## Passage given
╭──

Arn the Knight Templar, Joakim Natterqvist, Knights Templar, Medieval Europe, Monks and Nuns, Religious Issues, Scandinavia
In my last post, I talked about the Holy Land portions of Arn the Templar Knight. In this post, I’m going to focus on the Sweden portions of the film. In order to understand what’s going in Sweden in this film, we need to look a little bit at 12th century Swedish history. Swedish history in this period is particularly complex and turbulent, so I may have gotten some of the small details wrong—the books on Scandinavian history in my personal library weren’t a lot of help on this topic.
12th Century Sweden: Folkungs vs Sverkers
Much of the Swedish action in the film is based around the districts of Västergotland, particularly the Cistercian monastery of Varnhem, and Ostragotland in central Sweden. The two most powerful families were the Eriks and the Sverkers, whose members struggled for control of the throne throughout the later 12th century; the Eriks enjoyed the support of the Folkungs of Ostragotland. In 1160, King Erik the Saint (Erik IX) was murdered, reportedly by Emund Ulvbane, a supporter of the Sverker dynasty. Power passed to Karl Sverkersson (Charles VII).
While Karl held the throne, Erik’s son, Knut Eriksson went into exile and his wife, whose name is unknown, was placed in a convent to protect her. In 1167, Karl Sverkersson was assassinated by Knut’s supporters, and Knut became king (Knut I) (and was reunited with his wife), although he struggled with Karl’s sons for 6 years before he was entirely in control of Sweden. His most important supporter was his jarl, Birger Brosa (“Smiling Birger”). He remained king until 1196, when he fell ill and died. But his sons were only minors, and so he was succeeded by Sverker II, son of Karl Sverkersson.
After his father’s death, Sverker was taken to Denmark to be raised among his Danish mother’s clan. When Knut died, Birger Brosa and other Swedish leaders brokered Sverker’s peaceful succession. In 1203, Sverker exiled Karl’s sons from Sweden. They returned in 1205 with Norwegian backing, but Sverker killed three of them and drove the fourth, Erik, out of the country. Erik returned again in 1208, and confronted Sverker at the battle of Lena. Sverker’s troops were commanded by his father-in-law, Ebbe Suneson, but Erik defeated them, drove Sverker out of Sweden, and became king (Erik X). In 1210, Sverker attempted an invasion but was killed at the battle of Gestilren.
By the 1240s, the dominant figure in Sweden was Birger Jarl, who was a great-grandson of Sverker I and nephew of Birger Brosa, thus straddling the divide between these two important families. After defeating a branch of the Folkungs at the battle of Sparrsätra (which involved the first documented use of cavalry in Sweden), he was able to orchestrate the election of his son Valdemar I as king of Sweden, although Birger Jarl remained the power behind the throne until his death in 1266. Valdemar reigned until 1275, when he was deposed by his younger brother, but in many ways, Valdemar’s reign saw the emergence of a fully-unified Sweden.

╰──

## Data records
╭──

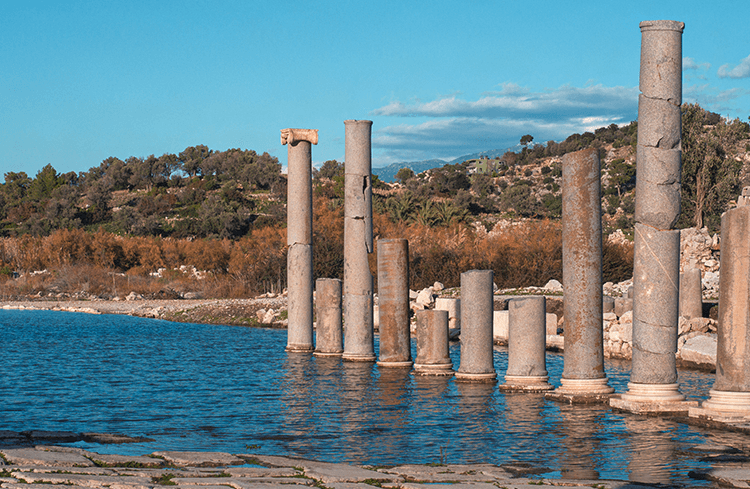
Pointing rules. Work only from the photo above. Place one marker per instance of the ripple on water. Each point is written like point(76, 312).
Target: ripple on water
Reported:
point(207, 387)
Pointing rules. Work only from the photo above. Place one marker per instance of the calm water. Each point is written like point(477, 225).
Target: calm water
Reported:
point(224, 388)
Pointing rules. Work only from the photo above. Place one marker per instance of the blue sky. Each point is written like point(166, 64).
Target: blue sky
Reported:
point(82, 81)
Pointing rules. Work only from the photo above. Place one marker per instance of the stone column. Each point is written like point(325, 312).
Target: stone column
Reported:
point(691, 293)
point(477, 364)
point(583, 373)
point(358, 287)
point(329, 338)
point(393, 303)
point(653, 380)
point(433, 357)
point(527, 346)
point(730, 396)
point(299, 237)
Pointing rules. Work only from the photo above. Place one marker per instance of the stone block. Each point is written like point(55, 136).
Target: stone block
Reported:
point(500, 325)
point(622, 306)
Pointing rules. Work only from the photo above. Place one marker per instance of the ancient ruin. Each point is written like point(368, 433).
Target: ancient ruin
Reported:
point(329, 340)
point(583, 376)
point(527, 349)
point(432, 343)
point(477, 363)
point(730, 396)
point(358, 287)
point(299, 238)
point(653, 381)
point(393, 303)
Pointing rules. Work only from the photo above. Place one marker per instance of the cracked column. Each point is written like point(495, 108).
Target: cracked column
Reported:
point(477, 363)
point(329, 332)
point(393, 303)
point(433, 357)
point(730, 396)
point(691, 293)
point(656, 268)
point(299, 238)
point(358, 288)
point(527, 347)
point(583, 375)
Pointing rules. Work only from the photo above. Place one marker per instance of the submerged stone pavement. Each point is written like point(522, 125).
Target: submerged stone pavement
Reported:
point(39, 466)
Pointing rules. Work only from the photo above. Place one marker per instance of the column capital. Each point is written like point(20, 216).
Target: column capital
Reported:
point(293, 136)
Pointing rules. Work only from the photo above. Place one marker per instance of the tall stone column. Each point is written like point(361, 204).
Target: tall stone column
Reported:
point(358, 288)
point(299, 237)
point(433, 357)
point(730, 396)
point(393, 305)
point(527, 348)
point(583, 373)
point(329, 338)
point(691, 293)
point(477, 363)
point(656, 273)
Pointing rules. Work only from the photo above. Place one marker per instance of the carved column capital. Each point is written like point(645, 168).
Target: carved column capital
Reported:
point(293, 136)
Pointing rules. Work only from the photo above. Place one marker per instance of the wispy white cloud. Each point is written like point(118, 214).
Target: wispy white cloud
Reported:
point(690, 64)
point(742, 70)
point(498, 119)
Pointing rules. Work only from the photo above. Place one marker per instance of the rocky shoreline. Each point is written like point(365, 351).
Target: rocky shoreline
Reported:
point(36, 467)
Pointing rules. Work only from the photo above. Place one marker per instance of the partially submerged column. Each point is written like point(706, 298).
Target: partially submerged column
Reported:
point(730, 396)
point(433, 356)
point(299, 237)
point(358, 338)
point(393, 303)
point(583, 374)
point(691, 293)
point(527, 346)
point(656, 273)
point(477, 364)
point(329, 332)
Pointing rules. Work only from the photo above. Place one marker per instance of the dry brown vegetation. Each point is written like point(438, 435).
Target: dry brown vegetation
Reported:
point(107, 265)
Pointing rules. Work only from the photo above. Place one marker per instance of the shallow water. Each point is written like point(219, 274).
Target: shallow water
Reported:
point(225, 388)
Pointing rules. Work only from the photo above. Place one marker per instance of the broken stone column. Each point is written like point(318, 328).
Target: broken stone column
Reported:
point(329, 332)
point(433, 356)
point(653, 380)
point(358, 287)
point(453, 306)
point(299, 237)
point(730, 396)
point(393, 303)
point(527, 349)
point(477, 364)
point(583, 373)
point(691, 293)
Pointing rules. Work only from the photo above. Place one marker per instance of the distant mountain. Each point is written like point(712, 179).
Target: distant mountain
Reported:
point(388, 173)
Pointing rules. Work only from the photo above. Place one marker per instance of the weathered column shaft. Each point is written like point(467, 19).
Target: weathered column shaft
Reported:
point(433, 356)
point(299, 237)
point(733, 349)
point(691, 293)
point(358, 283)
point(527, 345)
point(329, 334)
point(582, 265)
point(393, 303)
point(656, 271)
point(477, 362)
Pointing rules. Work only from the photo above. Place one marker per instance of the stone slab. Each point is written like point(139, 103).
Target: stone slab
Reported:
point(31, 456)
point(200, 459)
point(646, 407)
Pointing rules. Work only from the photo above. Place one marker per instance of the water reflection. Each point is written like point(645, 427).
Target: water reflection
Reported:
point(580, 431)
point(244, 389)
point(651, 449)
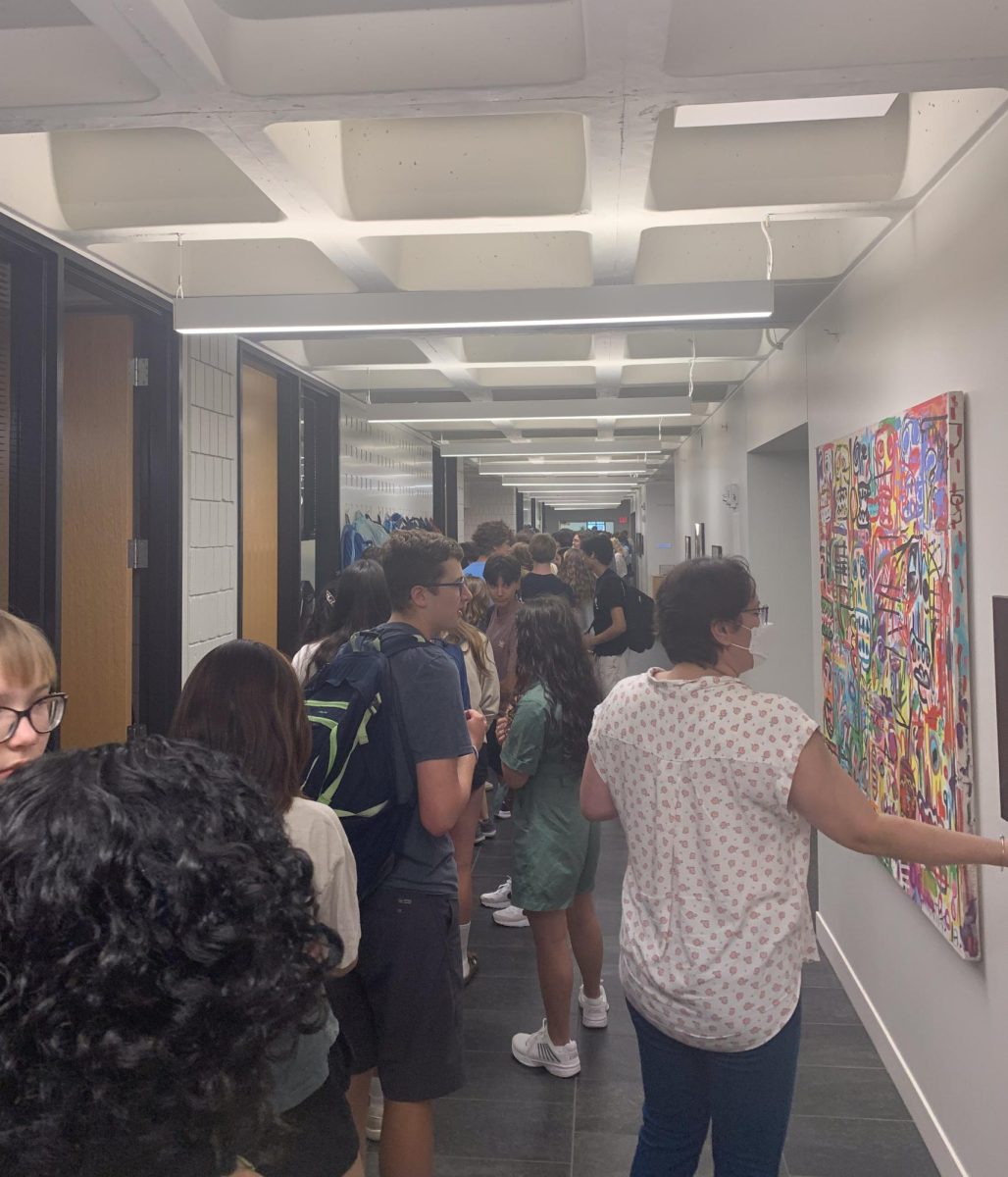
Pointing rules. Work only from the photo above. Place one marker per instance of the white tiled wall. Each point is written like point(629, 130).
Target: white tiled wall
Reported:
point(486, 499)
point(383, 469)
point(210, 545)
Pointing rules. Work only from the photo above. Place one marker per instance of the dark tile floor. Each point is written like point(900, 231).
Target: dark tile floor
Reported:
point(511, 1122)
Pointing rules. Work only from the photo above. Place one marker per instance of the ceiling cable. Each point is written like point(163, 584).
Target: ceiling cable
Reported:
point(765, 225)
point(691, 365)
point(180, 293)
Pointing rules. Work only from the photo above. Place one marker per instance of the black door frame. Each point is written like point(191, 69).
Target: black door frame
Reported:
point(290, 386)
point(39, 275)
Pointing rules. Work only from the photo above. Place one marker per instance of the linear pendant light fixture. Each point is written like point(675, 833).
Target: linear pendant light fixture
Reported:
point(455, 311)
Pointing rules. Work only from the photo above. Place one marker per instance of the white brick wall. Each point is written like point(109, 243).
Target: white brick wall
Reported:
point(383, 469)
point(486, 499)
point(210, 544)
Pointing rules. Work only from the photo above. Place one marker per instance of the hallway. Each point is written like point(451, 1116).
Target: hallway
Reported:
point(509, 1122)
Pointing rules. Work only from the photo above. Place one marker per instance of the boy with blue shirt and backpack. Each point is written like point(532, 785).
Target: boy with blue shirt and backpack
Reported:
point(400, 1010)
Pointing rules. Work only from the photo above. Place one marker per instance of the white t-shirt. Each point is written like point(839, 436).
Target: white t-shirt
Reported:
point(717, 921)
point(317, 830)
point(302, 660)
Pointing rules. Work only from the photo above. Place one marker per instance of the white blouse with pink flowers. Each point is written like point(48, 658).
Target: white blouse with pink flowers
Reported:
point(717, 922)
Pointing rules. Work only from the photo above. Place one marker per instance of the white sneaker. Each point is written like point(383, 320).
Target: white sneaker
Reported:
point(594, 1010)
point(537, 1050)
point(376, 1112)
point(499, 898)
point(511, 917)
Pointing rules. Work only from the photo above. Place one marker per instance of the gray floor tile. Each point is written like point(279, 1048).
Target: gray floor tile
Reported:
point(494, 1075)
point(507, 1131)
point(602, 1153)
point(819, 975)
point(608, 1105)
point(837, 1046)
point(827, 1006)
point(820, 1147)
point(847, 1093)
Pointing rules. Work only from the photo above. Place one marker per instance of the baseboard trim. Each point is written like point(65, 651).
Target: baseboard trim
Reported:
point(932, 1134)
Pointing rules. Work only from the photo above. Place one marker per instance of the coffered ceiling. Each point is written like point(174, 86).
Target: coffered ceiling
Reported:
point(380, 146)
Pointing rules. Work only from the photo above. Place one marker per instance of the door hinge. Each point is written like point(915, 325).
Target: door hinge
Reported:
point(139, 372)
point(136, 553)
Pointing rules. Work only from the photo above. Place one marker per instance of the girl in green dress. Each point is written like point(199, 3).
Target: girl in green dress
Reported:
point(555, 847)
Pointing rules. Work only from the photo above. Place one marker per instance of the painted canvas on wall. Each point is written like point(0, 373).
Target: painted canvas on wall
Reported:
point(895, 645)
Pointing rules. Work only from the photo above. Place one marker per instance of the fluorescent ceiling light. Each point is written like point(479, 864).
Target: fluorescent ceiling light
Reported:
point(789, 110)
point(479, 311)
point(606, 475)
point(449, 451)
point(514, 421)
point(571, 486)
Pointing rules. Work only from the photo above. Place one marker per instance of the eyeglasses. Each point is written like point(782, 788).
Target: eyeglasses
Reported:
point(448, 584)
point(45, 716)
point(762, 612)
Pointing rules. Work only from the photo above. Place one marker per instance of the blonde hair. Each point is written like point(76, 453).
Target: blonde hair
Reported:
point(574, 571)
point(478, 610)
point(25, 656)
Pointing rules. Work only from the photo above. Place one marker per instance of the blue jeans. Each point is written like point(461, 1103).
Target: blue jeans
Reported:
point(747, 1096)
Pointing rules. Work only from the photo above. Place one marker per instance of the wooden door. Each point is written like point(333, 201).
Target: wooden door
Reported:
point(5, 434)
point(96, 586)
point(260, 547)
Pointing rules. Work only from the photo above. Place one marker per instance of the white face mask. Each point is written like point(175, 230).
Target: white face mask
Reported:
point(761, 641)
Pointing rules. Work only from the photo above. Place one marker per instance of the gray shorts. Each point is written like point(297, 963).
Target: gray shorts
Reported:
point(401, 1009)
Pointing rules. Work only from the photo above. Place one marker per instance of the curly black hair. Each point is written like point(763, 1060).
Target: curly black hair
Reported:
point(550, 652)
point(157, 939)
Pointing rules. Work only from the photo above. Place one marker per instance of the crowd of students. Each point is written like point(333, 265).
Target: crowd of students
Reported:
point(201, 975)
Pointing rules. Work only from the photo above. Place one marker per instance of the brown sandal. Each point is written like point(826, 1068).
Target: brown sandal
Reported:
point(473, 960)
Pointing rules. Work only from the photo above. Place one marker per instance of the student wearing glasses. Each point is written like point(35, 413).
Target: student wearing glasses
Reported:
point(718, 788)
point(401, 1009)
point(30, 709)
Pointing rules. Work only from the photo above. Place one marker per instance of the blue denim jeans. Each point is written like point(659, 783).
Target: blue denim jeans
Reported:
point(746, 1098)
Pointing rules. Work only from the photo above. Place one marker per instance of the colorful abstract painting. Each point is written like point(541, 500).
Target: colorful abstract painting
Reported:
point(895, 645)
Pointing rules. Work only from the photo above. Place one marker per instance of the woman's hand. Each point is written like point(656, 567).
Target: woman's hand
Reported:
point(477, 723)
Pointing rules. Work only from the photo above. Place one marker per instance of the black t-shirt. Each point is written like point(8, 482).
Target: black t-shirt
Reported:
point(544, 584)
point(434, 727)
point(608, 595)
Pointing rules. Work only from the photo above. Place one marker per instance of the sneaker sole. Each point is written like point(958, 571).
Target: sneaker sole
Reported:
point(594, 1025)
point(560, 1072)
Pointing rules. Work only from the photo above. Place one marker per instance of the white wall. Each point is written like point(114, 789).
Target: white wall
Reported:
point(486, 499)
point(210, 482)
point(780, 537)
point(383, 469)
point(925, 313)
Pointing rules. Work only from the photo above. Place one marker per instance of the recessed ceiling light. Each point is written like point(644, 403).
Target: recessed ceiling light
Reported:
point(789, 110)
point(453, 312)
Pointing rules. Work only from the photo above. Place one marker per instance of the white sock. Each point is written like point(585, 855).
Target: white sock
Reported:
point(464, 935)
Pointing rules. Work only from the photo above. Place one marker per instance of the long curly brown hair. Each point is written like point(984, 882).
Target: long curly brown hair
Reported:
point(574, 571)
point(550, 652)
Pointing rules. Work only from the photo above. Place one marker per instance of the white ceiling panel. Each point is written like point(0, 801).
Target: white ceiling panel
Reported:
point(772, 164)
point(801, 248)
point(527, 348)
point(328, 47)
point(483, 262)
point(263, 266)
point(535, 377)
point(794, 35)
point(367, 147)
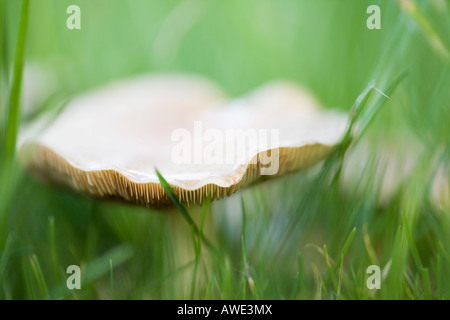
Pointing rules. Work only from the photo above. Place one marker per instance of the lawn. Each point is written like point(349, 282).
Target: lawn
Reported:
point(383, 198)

╰──

## Work required
Continue the blog post about the Swedish portions of the film Arn from the point where it stops.

## Output for this exercise
With all that in mind, let’s get to Arn the Knight Templar
The Opening of the Film
At the start of the film, Arn is given to the Cistercian monastery of Varnhem, in Västergotland, at age 5 after he falls sick and his mother prays for his recovery. He is raised by the monks there, and receives military training from Brother Guilbert, a former Templar. But as a young adult, the abbot Father Henry (Simon Callow) sends Arn (Joakim Nätterqvist) back to his family, who happen to be the Folkungs. He shows up just in time to help Birger Brosa. Birger is trying to achieve a reconciliation with the Sverkers, but the Sverker agent, Emund Ulvbane, insults the Folkungs and maneuvers the elderly Birger into a duel. Arn steps in at the last moment and defeats Emund, initially showing him mercy, but cutting off his hand when Emund treacherously tries to attack him again.
This is a nice example of a fictional character being inserted into a historical conflict. Very little seems to be known about Emund Ulvbane, so having Arn maim him is a nice bit of hypothetical history that doesn’t disrupt the known facts at all.
Arn falls in love with Cecilia Algotsdotter (Sofia Helin). It’s not entirely clear what her situation is at the start of the film. She seems to be in Godhem Convent (along with her sister Katarina), but only part of the time. She’s singing in a choir when Arn walks into the church and sees her.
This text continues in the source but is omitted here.